Collected data
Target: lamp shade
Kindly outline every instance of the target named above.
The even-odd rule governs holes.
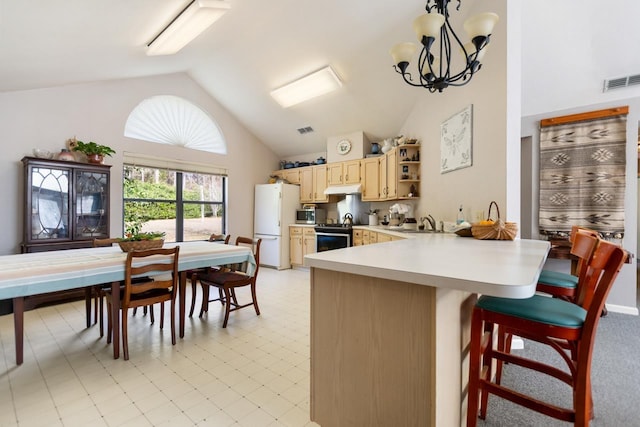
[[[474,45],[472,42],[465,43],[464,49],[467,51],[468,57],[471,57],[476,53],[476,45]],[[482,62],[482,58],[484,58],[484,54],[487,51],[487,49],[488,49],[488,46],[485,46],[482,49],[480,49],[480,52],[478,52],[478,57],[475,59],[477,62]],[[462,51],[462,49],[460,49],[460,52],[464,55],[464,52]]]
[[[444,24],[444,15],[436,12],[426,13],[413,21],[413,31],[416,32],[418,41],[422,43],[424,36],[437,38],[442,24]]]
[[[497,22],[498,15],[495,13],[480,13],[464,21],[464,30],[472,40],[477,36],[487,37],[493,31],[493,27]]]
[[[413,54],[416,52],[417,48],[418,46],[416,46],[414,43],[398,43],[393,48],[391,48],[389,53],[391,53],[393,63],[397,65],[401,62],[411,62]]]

- What the task requires
Quote in full each line from the top of the records above through the line with "Kindly outline every"; stop after that line.

- Answer section
Target: lamp shade
Kindly outline every instance of the target named above.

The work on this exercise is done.